» Your goal: Which lines in the rows below contain the string "roof"? Return each of those lines in full, matching case.

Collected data
◇ ◇ ◇

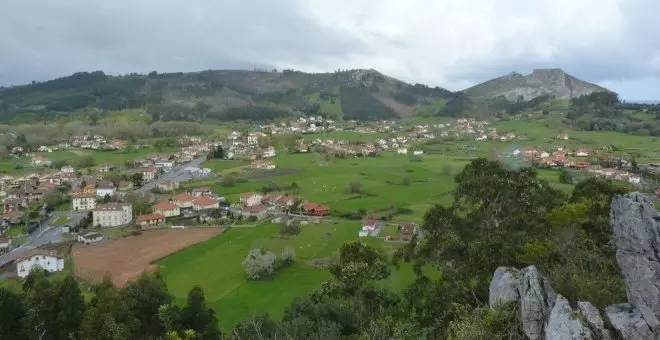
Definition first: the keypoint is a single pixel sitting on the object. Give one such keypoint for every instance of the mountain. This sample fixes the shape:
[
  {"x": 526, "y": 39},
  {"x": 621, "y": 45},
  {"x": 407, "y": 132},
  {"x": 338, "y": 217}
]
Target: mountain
[
  {"x": 221, "y": 95},
  {"x": 541, "y": 82}
]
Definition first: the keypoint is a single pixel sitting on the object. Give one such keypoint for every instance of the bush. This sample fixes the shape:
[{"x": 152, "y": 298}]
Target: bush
[
  {"x": 259, "y": 265},
  {"x": 288, "y": 256}
]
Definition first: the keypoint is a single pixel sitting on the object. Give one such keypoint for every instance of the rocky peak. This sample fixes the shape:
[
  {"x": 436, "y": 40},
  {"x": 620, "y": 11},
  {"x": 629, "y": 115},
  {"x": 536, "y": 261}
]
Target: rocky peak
[{"x": 547, "y": 315}]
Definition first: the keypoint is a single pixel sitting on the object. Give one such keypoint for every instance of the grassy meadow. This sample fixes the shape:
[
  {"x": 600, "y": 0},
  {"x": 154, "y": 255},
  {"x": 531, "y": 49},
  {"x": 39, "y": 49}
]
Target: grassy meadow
[{"x": 216, "y": 266}]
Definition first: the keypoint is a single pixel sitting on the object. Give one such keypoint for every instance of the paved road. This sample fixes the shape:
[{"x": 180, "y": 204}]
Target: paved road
[{"x": 177, "y": 174}]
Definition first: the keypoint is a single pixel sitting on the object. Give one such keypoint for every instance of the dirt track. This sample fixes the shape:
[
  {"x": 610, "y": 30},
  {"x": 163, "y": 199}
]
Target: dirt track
[{"x": 126, "y": 258}]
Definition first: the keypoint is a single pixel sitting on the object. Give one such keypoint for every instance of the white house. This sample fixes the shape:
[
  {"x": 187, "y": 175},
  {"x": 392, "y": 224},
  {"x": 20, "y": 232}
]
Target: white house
[
  {"x": 164, "y": 163},
  {"x": 249, "y": 199},
  {"x": 5, "y": 244},
  {"x": 105, "y": 189},
  {"x": 83, "y": 201},
  {"x": 48, "y": 259},
  {"x": 68, "y": 169},
  {"x": 112, "y": 214},
  {"x": 90, "y": 237},
  {"x": 268, "y": 152},
  {"x": 149, "y": 174}
]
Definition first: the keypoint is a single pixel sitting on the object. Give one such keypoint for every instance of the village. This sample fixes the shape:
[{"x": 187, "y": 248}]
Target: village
[{"x": 93, "y": 201}]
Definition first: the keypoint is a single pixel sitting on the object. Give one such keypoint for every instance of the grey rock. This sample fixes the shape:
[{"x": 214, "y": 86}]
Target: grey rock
[
  {"x": 536, "y": 301},
  {"x": 505, "y": 286},
  {"x": 553, "y": 82},
  {"x": 635, "y": 225},
  {"x": 564, "y": 324},
  {"x": 594, "y": 320},
  {"x": 629, "y": 322}
]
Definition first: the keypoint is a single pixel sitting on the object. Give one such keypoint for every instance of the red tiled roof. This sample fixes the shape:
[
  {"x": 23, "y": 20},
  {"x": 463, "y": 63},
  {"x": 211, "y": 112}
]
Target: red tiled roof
[
  {"x": 149, "y": 217},
  {"x": 183, "y": 197},
  {"x": 39, "y": 251},
  {"x": 164, "y": 205},
  {"x": 205, "y": 201}
]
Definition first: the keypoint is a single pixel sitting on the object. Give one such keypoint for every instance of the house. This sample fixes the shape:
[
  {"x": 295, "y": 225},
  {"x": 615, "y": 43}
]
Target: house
[
  {"x": 407, "y": 231},
  {"x": 249, "y": 199},
  {"x": 168, "y": 185},
  {"x": 164, "y": 163},
  {"x": 105, "y": 189},
  {"x": 183, "y": 200},
  {"x": 12, "y": 217},
  {"x": 13, "y": 204},
  {"x": 166, "y": 208},
  {"x": 68, "y": 170},
  {"x": 83, "y": 201},
  {"x": 5, "y": 244},
  {"x": 149, "y": 174},
  {"x": 268, "y": 152},
  {"x": 202, "y": 192},
  {"x": 370, "y": 225},
  {"x": 204, "y": 203},
  {"x": 49, "y": 259},
  {"x": 582, "y": 153},
  {"x": 90, "y": 237},
  {"x": 40, "y": 161},
  {"x": 106, "y": 168},
  {"x": 125, "y": 186},
  {"x": 315, "y": 209},
  {"x": 150, "y": 220},
  {"x": 47, "y": 186},
  {"x": 112, "y": 214}
]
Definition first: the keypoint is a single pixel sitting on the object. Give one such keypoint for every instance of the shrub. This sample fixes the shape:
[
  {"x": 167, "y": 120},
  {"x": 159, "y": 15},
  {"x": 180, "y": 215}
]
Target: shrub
[
  {"x": 259, "y": 265},
  {"x": 288, "y": 256}
]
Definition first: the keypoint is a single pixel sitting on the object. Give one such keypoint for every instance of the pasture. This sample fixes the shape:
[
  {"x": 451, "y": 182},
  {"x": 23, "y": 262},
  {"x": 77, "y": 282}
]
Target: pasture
[
  {"x": 215, "y": 265},
  {"x": 127, "y": 258}
]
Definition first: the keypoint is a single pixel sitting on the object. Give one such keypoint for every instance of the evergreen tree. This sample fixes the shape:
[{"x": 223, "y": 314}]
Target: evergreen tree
[
  {"x": 196, "y": 315},
  {"x": 71, "y": 308}
]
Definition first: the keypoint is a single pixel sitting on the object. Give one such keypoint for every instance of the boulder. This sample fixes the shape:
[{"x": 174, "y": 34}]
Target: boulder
[
  {"x": 536, "y": 301},
  {"x": 629, "y": 322},
  {"x": 505, "y": 286},
  {"x": 564, "y": 323},
  {"x": 594, "y": 320},
  {"x": 635, "y": 225}
]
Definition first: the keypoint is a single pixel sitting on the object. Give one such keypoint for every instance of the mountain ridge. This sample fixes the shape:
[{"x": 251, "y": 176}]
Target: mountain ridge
[{"x": 552, "y": 82}]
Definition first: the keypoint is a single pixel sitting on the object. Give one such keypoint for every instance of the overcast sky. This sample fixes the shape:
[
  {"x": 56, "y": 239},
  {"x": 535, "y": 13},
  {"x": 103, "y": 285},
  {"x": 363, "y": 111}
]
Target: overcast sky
[{"x": 449, "y": 43}]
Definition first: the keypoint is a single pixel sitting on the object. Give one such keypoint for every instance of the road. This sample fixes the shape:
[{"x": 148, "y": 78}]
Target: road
[
  {"x": 177, "y": 174},
  {"x": 45, "y": 234}
]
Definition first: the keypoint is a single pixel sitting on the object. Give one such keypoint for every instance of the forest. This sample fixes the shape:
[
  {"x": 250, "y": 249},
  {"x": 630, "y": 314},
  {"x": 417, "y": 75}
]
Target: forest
[{"x": 498, "y": 217}]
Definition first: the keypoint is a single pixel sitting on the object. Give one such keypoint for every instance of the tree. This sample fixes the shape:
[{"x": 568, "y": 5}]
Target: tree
[
  {"x": 259, "y": 265},
  {"x": 288, "y": 256},
  {"x": 565, "y": 177},
  {"x": 143, "y": 299},
  {"x": 86, "y": 161},
  {"x": 197, "y": 316},
  {"x": 354, "y": 188},
  {"x": 358, "y": 265},
  {"x": 136, "y": 179},
  {"x": 71, "y": 307},
  {"x": 12, "y": 315},
  {"x": 105, "y": 315}
]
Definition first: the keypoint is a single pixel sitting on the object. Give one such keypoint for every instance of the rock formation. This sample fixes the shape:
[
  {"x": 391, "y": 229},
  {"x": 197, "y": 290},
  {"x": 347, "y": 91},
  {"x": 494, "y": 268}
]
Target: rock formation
[{"x": 546, "y": 315}]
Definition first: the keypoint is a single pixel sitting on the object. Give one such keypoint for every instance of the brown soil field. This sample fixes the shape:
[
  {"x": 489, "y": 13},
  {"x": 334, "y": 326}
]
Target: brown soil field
[{"x": 127, "y": 258}]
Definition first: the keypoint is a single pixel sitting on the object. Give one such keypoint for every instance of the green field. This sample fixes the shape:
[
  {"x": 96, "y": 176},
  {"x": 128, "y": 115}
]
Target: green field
[{"x": 216, "y": 266}]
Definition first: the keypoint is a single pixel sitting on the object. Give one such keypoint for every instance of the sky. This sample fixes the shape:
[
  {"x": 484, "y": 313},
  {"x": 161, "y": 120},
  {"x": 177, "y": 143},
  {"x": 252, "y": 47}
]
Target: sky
[{"x": 448, "y": 43}]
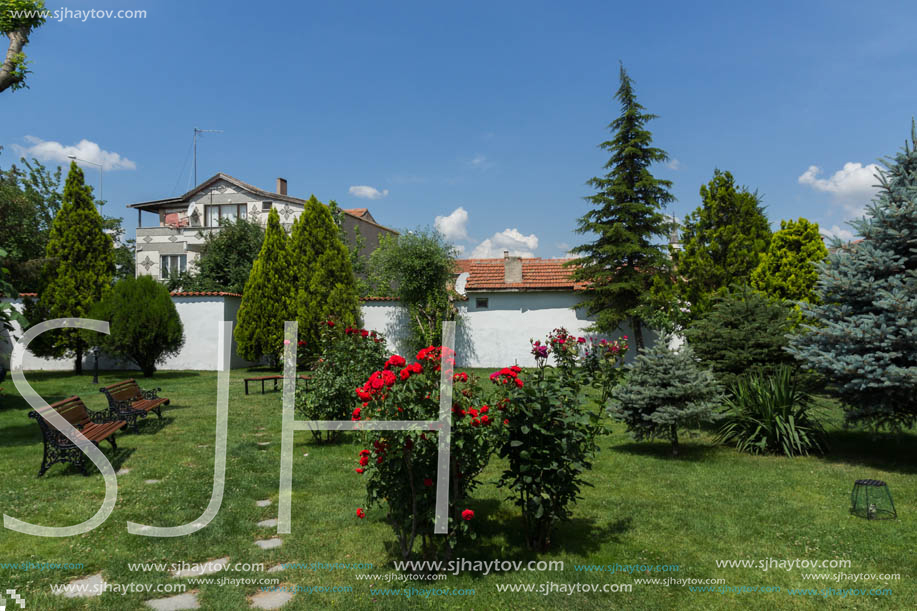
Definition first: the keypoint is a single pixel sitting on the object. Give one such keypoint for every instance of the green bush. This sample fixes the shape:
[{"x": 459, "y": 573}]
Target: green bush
[
  {"x": 772, "y": 415},
  {"x": 348, "y": 357},
  {"x": 665, "y": 390},
  {"x": 744, "y": 333},
  {"x": 144, "y": 325}
]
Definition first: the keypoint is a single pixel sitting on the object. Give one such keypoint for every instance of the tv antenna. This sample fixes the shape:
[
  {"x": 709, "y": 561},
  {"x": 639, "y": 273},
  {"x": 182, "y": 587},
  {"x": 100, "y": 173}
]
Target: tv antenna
[{"x": 197, "y": 131}]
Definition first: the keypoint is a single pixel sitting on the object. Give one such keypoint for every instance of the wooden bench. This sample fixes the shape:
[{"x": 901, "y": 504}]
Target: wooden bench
[
  {"x": 263, "y": 379},
  {"x": 127, "y": 401},
  {"x": 95, "y": 426}
]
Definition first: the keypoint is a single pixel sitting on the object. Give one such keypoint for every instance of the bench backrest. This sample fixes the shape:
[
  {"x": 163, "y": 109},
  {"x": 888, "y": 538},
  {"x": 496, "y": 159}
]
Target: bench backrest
[
  {"x": 122, "y": 391},
  {"x": 73, "y": 410}
]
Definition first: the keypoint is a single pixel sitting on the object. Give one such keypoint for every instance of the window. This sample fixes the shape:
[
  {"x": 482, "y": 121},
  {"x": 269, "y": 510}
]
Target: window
[
  {"x": 172, "y": 263},
  {"x": 214, "y": 214}
]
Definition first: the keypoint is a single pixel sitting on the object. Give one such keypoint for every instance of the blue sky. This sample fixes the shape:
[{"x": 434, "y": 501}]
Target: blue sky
[{"x": 495, "y": 107}]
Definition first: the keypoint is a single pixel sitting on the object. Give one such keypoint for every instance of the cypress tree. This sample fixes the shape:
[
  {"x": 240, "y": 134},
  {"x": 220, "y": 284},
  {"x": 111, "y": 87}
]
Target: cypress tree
[
  {"x": 626, "y": 217},
  {"x": 788, "y": 269},
  {"x": 863, "y": 338},
  {"x": 723, "y": 240},
  {"x": 267, "y": 299},
  {"x": 79, "y": 268},
  {"x": 323, "y": 277}
]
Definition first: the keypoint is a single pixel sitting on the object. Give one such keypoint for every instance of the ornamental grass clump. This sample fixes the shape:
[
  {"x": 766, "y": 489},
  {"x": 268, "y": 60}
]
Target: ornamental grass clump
[
  {"x": 665, "y": 390},
  {"x": 772, "y": 415},
  {"x": 547, "y": 436},
  {"x": 400, "y": 467},
  {"x": 347, "y": 357}
]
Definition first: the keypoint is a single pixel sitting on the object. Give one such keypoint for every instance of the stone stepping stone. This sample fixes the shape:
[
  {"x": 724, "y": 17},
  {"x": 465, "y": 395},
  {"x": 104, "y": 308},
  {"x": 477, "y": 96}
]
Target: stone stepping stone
[
  {"x": 86, "y": 587},
  {"x": 203, "y": 568},
  {"x": 269, "y": 543},
  {"x": 188, "y": 600},
  {"x": 271, "y": 600}
]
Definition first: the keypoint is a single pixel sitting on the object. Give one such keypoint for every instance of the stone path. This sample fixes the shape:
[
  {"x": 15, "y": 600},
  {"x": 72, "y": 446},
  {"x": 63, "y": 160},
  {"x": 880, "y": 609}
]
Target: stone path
[
  {"x": 188, "y": 600},
  {"x": 271, "y": 600}
]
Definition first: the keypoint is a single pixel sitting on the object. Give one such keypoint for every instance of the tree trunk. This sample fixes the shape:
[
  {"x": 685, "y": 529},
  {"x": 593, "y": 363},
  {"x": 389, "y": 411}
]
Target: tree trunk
[
  {"x": 637, "y": 325},
  {"x": 8, "y": 78}
]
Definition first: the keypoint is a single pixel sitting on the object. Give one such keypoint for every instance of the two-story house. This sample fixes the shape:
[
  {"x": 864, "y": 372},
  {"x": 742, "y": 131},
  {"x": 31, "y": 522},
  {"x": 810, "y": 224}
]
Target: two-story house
[{"x": 175, "y": 242}]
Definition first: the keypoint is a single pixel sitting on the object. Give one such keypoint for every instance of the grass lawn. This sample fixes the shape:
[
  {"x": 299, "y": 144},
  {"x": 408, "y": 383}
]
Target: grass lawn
[{"x": 645, "y": 508}]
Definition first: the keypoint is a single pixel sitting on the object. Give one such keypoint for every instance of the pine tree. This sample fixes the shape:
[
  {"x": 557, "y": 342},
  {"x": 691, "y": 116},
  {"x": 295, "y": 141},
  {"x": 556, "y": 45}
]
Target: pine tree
[
  {"x": 620, "y": 264},
  {"x": 79, "y": 268},
  {"x": 864, "y": 338},
  {"x": 267, "y": 299},
  {"x": 323, "y": 277},
  {"x": 722, "y": 241},
  {"x": 664, "y": 391},
  {"x": 788, "y": 269}
]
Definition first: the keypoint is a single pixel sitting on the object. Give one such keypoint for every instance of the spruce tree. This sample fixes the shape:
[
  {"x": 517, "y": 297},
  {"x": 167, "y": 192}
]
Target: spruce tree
[
  {"x": 267, "y": 298},
  {"x": 323, "y": 277},
  {"x": 864, "y": 335},
  {"x": 79, "y": 268},
  {"x": 665, "y": 390},
  {"x": 788, "y": 269},
  {"x": 722, "y": 241},
  {"x": 625, "y": 219}
]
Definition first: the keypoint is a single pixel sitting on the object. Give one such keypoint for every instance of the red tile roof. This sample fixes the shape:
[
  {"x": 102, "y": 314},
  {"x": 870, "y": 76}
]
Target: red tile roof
[{"x": 537, "y": 274}]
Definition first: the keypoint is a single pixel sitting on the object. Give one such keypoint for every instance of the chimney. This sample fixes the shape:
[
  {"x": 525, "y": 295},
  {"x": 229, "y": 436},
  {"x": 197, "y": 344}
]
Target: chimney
[{"x": 512, "y": 268}]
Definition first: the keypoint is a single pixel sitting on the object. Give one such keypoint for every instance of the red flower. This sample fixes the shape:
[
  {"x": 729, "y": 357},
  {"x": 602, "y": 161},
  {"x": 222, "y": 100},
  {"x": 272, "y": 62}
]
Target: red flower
[{"x": 394, "y": 361}]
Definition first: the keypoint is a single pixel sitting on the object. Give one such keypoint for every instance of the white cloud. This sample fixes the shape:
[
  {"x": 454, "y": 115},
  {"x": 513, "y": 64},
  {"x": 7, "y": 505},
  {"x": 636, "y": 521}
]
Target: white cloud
[
  {"x": 836, "y": 232},
  {"x": 480, "y": 162},
  {"x": 367, "y": 192},
  {"x": 513, "y": 240},
  {"x": 49, "y": 150},
  {"x": 853, "y": 186},
  {"x": 453, "y": 227}
]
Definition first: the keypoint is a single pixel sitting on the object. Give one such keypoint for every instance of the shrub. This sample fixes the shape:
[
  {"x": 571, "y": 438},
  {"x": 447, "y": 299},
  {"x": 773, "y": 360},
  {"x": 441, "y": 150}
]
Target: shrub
[
  {"x": 548, "y": 437},
  {"x": 348, "y": 357},
  {"x": 772, "y": 415},
  {"x": 401, "y": 467},
  {"x": 665, "y": 390},
  {"x": 745, "y": 332},
  {"x": 144, "y": 324}
]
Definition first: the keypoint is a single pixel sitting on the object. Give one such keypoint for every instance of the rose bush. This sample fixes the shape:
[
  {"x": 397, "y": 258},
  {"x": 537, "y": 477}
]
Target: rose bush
[
  {"x": 548, "y": 436},
  {"x": 400, "y": 467},
  {"x": 347, "y": 357}
]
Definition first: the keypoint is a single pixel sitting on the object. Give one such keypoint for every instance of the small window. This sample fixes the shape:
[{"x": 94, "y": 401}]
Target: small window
[{"x": 172, "y": 263}]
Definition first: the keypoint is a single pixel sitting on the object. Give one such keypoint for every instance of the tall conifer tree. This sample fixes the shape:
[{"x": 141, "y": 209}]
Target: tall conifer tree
[
  {"x": 79, "y": 269},
  {"x": 626, "y": 219},
  {"x": 323, "y": 276},
  {"x": 267, "y": 299},
  {"x": 864, "y": 339}
]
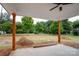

◇ ◇ ◇

» Solution for this task:
Definition first: the keypoint is a single pixel sitting on the object. Give one such keypoint for every instance of the red tiled roof. This sample fixes the shape:
Target: red tiled roof
Definition first: the keypoint is a single pixel sitting on the object. Give one such keypoint for every instance of the red tile roof. This sample fixes the shape:
Target: red tile roof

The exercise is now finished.